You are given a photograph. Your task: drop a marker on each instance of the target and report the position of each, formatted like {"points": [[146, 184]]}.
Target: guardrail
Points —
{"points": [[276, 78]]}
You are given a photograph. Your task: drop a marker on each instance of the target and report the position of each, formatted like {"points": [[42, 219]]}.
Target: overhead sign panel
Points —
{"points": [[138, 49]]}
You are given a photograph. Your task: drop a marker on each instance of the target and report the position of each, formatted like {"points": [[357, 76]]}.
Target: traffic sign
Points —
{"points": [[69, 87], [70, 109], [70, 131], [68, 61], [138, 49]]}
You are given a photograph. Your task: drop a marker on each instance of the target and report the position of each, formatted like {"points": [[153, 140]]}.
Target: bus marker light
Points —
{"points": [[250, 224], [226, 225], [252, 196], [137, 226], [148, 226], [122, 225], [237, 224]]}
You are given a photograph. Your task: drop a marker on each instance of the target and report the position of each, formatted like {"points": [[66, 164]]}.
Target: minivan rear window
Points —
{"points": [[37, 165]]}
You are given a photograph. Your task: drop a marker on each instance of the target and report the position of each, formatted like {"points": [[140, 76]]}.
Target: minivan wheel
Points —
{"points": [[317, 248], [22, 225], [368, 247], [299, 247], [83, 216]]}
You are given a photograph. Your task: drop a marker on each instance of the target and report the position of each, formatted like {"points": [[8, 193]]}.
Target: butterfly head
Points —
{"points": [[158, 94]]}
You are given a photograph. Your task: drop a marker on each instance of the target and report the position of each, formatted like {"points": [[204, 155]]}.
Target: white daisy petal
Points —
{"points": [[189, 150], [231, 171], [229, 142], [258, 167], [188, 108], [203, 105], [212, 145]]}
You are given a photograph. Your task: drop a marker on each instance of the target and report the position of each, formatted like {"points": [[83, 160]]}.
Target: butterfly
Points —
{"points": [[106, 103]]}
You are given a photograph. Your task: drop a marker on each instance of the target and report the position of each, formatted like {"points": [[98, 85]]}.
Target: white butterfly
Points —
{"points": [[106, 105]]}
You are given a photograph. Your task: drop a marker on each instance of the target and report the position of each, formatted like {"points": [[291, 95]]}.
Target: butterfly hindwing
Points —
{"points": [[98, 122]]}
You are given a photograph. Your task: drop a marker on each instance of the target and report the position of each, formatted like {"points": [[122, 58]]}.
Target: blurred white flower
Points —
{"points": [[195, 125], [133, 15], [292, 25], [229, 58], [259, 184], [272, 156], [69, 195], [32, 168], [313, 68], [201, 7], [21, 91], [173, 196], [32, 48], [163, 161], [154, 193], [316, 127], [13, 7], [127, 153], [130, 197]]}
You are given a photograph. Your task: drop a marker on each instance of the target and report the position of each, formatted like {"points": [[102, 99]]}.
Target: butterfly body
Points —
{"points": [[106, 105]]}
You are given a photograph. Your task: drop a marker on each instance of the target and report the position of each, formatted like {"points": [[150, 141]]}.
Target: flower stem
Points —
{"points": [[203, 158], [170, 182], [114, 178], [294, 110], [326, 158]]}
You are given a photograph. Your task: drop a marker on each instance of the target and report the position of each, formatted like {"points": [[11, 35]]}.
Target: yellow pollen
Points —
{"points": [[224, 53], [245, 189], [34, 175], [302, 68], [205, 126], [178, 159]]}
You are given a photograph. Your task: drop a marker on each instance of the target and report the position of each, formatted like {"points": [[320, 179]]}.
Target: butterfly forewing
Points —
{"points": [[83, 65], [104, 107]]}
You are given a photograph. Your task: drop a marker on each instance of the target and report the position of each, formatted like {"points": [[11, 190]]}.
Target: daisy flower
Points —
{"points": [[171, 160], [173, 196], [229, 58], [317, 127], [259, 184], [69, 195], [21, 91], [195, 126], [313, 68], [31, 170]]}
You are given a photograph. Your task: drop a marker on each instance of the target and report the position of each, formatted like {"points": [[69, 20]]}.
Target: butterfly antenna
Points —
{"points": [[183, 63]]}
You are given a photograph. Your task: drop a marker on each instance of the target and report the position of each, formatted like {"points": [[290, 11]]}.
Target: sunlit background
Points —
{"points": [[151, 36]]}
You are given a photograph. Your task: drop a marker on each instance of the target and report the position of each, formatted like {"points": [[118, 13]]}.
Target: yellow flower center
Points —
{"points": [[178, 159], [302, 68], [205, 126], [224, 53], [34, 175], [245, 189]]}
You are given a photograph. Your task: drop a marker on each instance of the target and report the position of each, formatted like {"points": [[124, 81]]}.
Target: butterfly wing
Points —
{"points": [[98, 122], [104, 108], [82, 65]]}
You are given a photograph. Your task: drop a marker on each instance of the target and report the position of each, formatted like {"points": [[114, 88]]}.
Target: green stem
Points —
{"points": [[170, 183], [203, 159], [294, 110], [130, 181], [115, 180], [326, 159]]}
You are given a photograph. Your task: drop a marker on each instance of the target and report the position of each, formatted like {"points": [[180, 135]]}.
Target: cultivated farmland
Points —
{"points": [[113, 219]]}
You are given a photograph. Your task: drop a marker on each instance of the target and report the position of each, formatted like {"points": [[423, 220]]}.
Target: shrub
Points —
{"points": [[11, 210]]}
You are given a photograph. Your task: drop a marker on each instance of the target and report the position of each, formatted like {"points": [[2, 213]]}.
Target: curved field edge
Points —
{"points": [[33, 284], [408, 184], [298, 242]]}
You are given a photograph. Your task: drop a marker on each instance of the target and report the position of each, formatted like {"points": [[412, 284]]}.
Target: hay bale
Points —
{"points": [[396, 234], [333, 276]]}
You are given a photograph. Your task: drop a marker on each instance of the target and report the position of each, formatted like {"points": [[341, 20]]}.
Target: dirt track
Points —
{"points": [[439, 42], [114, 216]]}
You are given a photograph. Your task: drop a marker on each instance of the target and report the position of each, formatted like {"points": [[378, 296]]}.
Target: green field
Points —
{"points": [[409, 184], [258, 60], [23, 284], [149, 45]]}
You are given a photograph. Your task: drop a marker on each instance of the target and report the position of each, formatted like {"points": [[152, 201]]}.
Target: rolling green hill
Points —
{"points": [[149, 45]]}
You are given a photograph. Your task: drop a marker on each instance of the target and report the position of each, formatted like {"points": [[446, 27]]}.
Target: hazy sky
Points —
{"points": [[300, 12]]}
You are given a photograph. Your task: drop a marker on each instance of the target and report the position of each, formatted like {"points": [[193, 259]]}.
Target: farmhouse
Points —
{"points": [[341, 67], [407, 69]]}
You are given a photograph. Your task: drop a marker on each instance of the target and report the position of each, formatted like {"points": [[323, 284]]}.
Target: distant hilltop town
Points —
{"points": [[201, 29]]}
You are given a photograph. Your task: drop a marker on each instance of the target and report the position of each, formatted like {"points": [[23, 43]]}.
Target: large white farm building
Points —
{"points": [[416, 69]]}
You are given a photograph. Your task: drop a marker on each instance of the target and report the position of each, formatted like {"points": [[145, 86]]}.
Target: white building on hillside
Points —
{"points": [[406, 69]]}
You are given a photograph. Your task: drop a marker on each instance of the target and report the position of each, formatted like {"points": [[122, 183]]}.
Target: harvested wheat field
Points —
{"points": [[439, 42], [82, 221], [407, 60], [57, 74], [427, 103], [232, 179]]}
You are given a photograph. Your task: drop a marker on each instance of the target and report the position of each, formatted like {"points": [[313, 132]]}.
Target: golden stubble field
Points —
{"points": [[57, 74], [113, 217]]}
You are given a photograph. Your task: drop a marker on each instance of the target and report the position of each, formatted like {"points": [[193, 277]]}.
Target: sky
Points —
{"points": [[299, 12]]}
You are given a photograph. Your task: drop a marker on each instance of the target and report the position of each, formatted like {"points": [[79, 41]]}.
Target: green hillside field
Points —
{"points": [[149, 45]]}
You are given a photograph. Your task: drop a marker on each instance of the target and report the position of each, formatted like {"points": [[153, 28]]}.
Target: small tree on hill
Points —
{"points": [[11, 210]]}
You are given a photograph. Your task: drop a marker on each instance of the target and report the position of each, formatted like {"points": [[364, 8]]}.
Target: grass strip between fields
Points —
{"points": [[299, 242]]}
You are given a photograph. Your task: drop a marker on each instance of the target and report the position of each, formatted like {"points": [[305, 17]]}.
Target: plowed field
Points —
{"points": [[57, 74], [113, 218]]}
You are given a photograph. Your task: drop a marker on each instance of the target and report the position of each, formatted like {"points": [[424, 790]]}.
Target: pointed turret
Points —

Exercise goal: Exact reproduction is required: output the lines from the start of the entries above through the line with "Target: traffic sign".

Solution to the exercise:
You are given a photograph. Your task: drop a marker on each instance of the target and report the position of each, formatted like {"points": [[146, 184]]}.
Target: guardrail
Points —
{"points": [[276, 78]]}
You are given a photograph. Your task: drop a marker on each instance of the target and report the position of each, formatted like {"points": [[42, 219]]}.
Target: overhead sign panel
Points —
{"points": [[138, 49]]}
You are given a photograph. Your task: drop a marker on each instance of the target and report the position of each, formatted like {"points": [[357, 76]]}.
Target: traffic sign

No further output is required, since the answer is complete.